[Entries taken from a collection]
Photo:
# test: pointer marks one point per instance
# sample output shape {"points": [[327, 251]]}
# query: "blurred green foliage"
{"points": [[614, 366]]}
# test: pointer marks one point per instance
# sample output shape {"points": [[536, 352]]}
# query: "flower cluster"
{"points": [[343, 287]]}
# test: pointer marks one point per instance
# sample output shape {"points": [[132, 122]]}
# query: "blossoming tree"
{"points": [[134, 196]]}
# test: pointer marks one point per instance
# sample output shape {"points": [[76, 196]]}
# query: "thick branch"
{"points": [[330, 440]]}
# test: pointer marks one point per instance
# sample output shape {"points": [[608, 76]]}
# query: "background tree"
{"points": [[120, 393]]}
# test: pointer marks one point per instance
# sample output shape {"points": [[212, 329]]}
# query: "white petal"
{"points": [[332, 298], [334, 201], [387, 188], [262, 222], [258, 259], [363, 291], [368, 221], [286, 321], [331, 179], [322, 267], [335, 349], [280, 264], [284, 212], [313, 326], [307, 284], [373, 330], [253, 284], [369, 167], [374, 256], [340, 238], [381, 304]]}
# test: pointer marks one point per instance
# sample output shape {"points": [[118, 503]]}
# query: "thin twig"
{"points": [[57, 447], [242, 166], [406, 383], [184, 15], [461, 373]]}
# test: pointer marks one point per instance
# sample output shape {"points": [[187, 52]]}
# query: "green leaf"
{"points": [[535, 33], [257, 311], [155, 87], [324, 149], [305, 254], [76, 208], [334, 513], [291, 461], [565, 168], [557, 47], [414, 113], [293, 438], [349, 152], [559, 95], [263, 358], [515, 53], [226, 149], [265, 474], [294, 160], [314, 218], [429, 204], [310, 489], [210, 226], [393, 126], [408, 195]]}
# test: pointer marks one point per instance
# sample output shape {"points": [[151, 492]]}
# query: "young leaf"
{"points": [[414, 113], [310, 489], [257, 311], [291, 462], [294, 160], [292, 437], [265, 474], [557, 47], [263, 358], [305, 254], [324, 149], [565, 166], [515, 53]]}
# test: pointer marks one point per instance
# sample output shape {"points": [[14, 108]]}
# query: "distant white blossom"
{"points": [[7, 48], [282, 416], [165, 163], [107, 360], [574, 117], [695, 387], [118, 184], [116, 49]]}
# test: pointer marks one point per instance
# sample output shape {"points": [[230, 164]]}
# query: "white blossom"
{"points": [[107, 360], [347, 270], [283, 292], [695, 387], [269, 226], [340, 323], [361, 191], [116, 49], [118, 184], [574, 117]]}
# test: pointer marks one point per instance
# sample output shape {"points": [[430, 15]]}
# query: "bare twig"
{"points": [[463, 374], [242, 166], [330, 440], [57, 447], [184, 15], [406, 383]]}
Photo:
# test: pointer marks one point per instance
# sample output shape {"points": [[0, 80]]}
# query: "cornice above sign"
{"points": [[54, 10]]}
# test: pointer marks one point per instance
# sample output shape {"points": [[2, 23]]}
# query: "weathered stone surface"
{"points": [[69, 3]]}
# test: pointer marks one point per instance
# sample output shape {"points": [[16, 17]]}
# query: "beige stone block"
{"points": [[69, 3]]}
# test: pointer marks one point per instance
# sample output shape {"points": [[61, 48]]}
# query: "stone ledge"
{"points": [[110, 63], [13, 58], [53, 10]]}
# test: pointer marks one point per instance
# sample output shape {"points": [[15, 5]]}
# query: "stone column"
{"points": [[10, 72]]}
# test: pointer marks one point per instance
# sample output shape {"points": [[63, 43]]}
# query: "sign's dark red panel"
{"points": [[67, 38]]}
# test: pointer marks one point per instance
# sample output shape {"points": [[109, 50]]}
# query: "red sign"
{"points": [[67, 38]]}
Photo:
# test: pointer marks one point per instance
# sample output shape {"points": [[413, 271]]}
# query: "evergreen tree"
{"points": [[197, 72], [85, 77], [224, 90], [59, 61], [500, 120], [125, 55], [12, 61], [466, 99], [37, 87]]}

» **About this task**: Every record shown above should be written out again exactly.

» **Task output**:
Photo:
# test: pointer marks one point per instance
# sample output shape {"points": [[327, 251]]}
# query: "blurred green foliage"
{"points": [[614, 366]]}
# test: pointer marks one point per instance
# sample output shape {"points": [[536, 352]]}
# query: "flower cluster"
{"points": [[343, 287]]}
# test: pointer marks one point per instance
# sample output shape {"points": [[132, 122]]}
# query: "blossoming tree"
{"points": [[134, 196]]}
# test: pointer marks one point per instance
# sample output shape {"points": [[76, 196]]}
# query: "thick branch"
{"points": [[330, 440]]}
# test: pointer marks one point per instance
# sample output shape {"points": [[608, 76]]}
# query: "background tree"
{"points": [[120, 393]]}
# test: pointer marks one point per instance
# sample output shape {"points": [[212, 329]]}
# query: "white petal"
{"points": [[332, 298], [334, 201], [387, 188], [262, 222], [258, 259], [363, 291], [368, 221], [286, 321], [331, 179], [322, 267], [335, 349], [280, 264], [284, 212], [313, 326], [307, 284], [373, 330], [253, 284], [369, 167], [374, 256], [340, 238], [381, 304]]}
# test: pointer marks one point per instance
# sample output shape {"points": [[118, 503]]}
# query: "thin twig"
{"points": [[57, 447], [242, 166], [406, 383], [184, 15], [461, 373]]}
# test: pointer marks one point per instance
# sample output shape {"points": [[187, 52]]}
# query: "green leaf"
{"points": [[535, 33], [257, 311], [155, 87], [324, 149], [305, 254], [76, 208], [334, 513], [291, 461], [565, 168], [557, 47], [414, 113], [293, 438], [349, 152], [559, 95], [263, 358], [515, 53], [226, 149], [265, 474], [294, 160], [314, 218], [429, 204], [310, 489], [210, 226], [393, 126], [408, 195]]}
# test: pointer marks one point per instance
# sample output shape {"points": [[151, 492]]}
# query: "young leaf"
{"points": [[414, 113], [310, 489], [257, 311], [291, 462], [294, 160], [292, 437], [265, 474], [557, 47], [263, 358], [305, 254], [324, 149], [565, 166], [515, 53]]}
# test: pointer marks one point per instance
# sample output shape {"points": [[14, 108]]}
# query: "distant white blossom"
{"points": [[7, 48], [282, 416], [165, 163], [107, 360], [574, 117], [695, 387], [118, 184], [116, 49]]}
# test: pointer marks one point per instance
# sample output shape {"points": [[230, 164]]}
# query: "white blossom"
{"points": [[107, 360], [347, 270], [283, 292], [695, 387], [269, 226], [340, 323], [361, 191], [116, 49], [118, 184], [574, 117]]}
# test: pointer marks one point per instance
# sample output shape {"points": [[430, 15]]}
# query: "bare twig"
{"points": [[463, 374], [242, 166], [330, 440], [57, 447], [184, 15], [406, 383]]}
Photo:
# test: pointer marks one point per instance
# sample output shape {"points": [[0, 80]]}
# query: "cornice above sign"
{"points": [[54, 10]]}
# test: pointer marks one point per instance
# sample output shape {"points": [[2, 23]]}
# query: "weathered stone surface"
{"points": [[69, 3]]}
# test: pointer marks one point per instance
# sample output shape {"points": [[16, 17]]}
# query: "beige stone block"
{"points": [[69, 3]]}
# test: pointer marks one point per instance
# sample output shape {"points": [[61, 48]]}
# query: "stone ledge"
{"points": [[110, 63], [13, 58], [53, 10]]}
# test: pointer marks one point per instance
# sample output shape {"points": [[15, 5]]}
# query: "stone column"
{"points": [[10, 72]]}
# test: pointer marks one point per instance
# sample output shape {"points": [[63, 43]]}
# query: "sign's dark red panel"
{"points": [[67, 38]]}
# test: pointer marks one point per instance
# sample output shape {"points": [[109, 50]]}
# query: "red sign"
{"points": [[67, 38]]}
Photo:
# test: pointer marks one point per instance
# sample output shape {"points": [[413, 271]]}
# query: "evergreen tree"
{"points": [[197, 72], [85, 77], [224, 90], [59, 61], [500, 120], [125, 55], [12, 61], [466, 99], [37, 87]]}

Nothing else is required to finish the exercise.